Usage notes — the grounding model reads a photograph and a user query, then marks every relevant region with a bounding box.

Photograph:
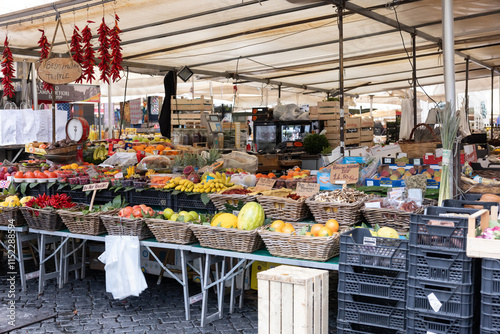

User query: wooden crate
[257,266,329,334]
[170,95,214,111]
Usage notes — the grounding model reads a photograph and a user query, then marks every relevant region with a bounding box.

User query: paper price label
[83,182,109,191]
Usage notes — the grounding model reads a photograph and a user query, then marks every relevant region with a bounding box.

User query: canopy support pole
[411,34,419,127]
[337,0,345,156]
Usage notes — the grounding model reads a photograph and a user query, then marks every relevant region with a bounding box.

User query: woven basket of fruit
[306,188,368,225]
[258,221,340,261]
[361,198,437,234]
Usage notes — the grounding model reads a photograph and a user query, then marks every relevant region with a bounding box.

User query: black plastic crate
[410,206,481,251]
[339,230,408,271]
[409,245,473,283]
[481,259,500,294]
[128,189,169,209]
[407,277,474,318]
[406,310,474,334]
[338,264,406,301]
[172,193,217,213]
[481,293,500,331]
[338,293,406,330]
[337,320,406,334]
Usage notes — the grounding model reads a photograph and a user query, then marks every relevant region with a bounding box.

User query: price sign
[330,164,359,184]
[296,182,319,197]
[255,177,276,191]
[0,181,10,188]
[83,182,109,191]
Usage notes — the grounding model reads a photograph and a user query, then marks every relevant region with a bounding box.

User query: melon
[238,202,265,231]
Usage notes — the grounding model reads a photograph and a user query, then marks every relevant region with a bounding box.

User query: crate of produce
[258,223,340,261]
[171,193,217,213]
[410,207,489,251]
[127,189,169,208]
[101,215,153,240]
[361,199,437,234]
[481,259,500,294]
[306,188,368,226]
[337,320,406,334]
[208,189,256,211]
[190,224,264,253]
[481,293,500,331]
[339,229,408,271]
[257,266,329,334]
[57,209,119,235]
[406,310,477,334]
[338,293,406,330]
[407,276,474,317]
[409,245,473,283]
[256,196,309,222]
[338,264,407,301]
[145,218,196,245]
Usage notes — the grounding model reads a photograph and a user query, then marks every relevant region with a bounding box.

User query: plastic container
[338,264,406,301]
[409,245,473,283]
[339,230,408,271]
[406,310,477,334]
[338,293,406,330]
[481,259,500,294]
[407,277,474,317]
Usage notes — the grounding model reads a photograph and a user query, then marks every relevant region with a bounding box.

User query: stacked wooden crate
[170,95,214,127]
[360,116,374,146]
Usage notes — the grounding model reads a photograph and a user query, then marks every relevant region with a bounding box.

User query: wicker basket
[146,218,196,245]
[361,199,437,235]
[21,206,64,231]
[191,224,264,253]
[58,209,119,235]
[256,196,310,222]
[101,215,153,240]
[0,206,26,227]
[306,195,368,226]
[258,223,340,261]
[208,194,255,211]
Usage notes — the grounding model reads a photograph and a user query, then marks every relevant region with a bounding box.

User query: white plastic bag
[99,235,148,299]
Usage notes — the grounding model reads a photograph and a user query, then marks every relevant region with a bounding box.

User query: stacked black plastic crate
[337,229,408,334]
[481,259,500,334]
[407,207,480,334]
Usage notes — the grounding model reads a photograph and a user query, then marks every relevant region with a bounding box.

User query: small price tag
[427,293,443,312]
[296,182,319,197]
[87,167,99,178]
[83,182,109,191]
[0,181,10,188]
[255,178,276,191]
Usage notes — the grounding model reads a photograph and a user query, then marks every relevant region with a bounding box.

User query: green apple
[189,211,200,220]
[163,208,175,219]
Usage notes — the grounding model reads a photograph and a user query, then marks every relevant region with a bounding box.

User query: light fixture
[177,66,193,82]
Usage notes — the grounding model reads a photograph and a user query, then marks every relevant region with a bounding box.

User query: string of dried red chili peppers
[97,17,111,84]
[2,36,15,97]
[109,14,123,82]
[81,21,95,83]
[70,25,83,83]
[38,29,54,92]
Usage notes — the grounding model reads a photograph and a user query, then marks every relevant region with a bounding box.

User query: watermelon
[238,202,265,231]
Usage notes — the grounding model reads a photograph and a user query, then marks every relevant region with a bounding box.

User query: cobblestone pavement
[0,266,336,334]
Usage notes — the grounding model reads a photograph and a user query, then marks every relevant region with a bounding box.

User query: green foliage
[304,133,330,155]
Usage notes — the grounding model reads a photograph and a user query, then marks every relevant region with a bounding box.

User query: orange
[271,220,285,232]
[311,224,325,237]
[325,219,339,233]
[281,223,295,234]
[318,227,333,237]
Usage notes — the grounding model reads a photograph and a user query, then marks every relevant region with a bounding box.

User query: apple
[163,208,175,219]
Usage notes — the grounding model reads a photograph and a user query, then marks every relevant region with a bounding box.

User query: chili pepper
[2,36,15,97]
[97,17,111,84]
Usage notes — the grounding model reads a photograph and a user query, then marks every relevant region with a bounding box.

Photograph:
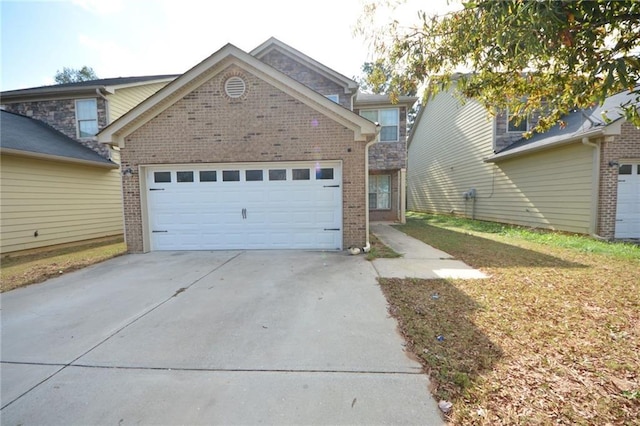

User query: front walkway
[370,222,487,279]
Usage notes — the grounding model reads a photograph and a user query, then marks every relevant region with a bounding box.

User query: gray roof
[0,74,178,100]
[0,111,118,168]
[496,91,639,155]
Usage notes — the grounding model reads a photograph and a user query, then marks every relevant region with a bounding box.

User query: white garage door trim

________

Return all of the material above line for line, with no changes, leaving out the pictures.

Usage notes — the grounding model reads a photograph and a user query, then marks every relevant region with a bounding box.

Photograph:

User query: wooden crate
[257,266,329,334]
[170,95,214,111]
Usage notes — the grounding model reads a photograph and a user query, then marks every relevant region with a bounding box.

User query: paper price label
[83,182,109,191]
Usage notes — the grounding model reads a photograph and a user query, then marks every relevant region with a bounding box.

User query: canopy support pole
[411,34,419,127]
[337,0,345,156]
Usage notes — the grounding model reads a photograph and a user query, then marks every relevant region with a bounding box.

User query: woven basket of fruit
[306,188,368,225]
[258,221,340,261]
[361,198,437,234]
Usage notes — the grounding model reads a photograph and a user query, then marks every relevant region with a bounding box.

User query: black plastic crate
[410,206,481,251]
[339,230,408,271]
[409,245,473,283]
[481,259,500,294]
[128,189,169,209]
[407,277,474,318]
[406,310,474,334]
[338,264,406,301]
[172,193,217,213]
[481,293,500,331]
[338,293,406,330]
[337,320,406,334]
Usage notes — the grounding model reads a photograph and a user query, then marks every relevant region with a bounding box.

User query: price sign
[330,164,359,184]
[296,182,319,197]
[255,177,276,191]
[0,181,10,188]
[83,182,109,191]
Usage notes — the grounding model reads a photograph and a user query, then marks every relevant region with a bounding box.

User query: melon
[238,202,265,231]
Usage notes — the grounding model reads a photograph and a user query, then marks every relevant region with a bounding box.

User query: crate of produce
[258,223,340,261]
[171,193,217,213]
[410,207,489,251]
[127,189,169,208]
[101,215,153,240]
[361,199,437,234]
[481,259,500,294]
[306,188,368,226]
[337,320,406,334]
[208,189,256,211]
[190,224,264,253]
[481,293,500,331]
[339,229,408,271]
[257,266,329,334]
[57,209,119,235]
[406,310,477,334]
[338,293,406,330]
[407,276,474,317]
[409,245,473,283]
[256,196,309,222]
[338,264,407,301]
[145,218,196,245]
Usage notes — the grounding model reads a photograph and a user query, then marks every relevant region with a bounding box.

User query: plastic container
[338,264,406,301]
[409,245,473,283]
[339,230,408,271]
[406,310,477,334]
[338,293,406,330]
[481,259,500,294]
[407,277,474,317]
Usage notes — the grounding model reads a photograph and a user query, then marks every relevant region with a bounding box.

User query: stacked wooden crate
[170,95,214,127]
[360,116,374,146]
Usage notes — the grounding model reads a photograph and a user query, then marks every relevant region with a bounding box.

User query: wicker basket
[146,218,196,245]
[361,199,437,235]
[21,206,64,231]
[191,224,264,253]
[58,209,119,235]
[256,196,310,222]
[101,215,153,240]
[0,206,26,227]
[306,195,368,226]
[258,223,340,261]
[208,194,255,211]
Usage notes — the grounding model reads a photograph and a user query, then marks every relevant region with a bounding box.

User query: white plastic bag
[99,235,148,299]
Usage notes — the grounding model reads a photograph and a user query, then marks every relevant region with a bounding box.

User query: stacked black plastic crate
[337,229,408,334]
[481,259,500,334]
[407,207,480,334]
Usage notes — the grounding model reads a photograph and a user query, then marks every relevant region with a bounding box.

User query: small price tag
[427,293,443,312]
[296,182,319,197]
[87,167,99,178]
[83,182,109,191]
[0,181,10,188]
[255,178,276,191]
Usage notes — the grounding model reads a photograph and a user query, then marks every relevant region with a bounding box.

User query: green apple
[189,211,200,220]
[163,208,175,219]
Usage notes — the grounding model reads a photograph and a user query, then marks every relevant region with a bounding box.

User query: light fixture
[177,66,193,82]
Usage notes — the grounding model reads a photograph and a user query, then marks every relevant region with a bounding box.

User query: string of dried red chili peppers
[97,17,111,84]
[2,36,15,97]
[109,14,123,82]
[81,21,95,83]
[70,25,83,83]
[38,29,54,92]
Usage notes — the grounding model reads a photograph and a user query, then marks every relevant region with a bounding box.

User query: watermelon
[238,202,265,231]
Usage notes — the grounding model reads a photograph and a user query, then marks every relevant region with a bounding box.

User query: cobblestone pavement
[0,266,336,334]
Usage notes — the grounding model reads a photograph and a user query, then marks every relevant region with a bounding box.

User query: green foliage
[304,133,330,155]
Usage notes — the grounding model reads a photograph and a user query, then marks every relevant region with a bounding box.

User query: orange
[271,220,285,232]
[311,224,325,237]
[325,219,339,233]
[281,223,295,234]
[318,227,333,237]
Usage notes — the grounding model reads a photograph and a user query, then marks every relevant region with a bounding box.

User query: apple
[163,208,175,219]
Usage notes — the grounding model reads a photograph and a user query, then marks every relevant region with a bounding box.

User query: chili pepper
[2,36,15,97]
[97,17,111,84]
Usage notes — the grounding model reads a photograph and a user query, then marks every relevant region with a bounding box.

Photograph:

User query: front walkway
[370,222,487,279]
Usage notes — the grounding model reads a photograph and a user query, then marks every relevant region with a bounding box.

User query: gray roof
[0,74,178,100]
[0,111,118,168]
[496,91,639,155]
Usage notes — the grounding model reads a photograph and a user query, then marks every relevant region with a bounding box.

User query: white garage door trim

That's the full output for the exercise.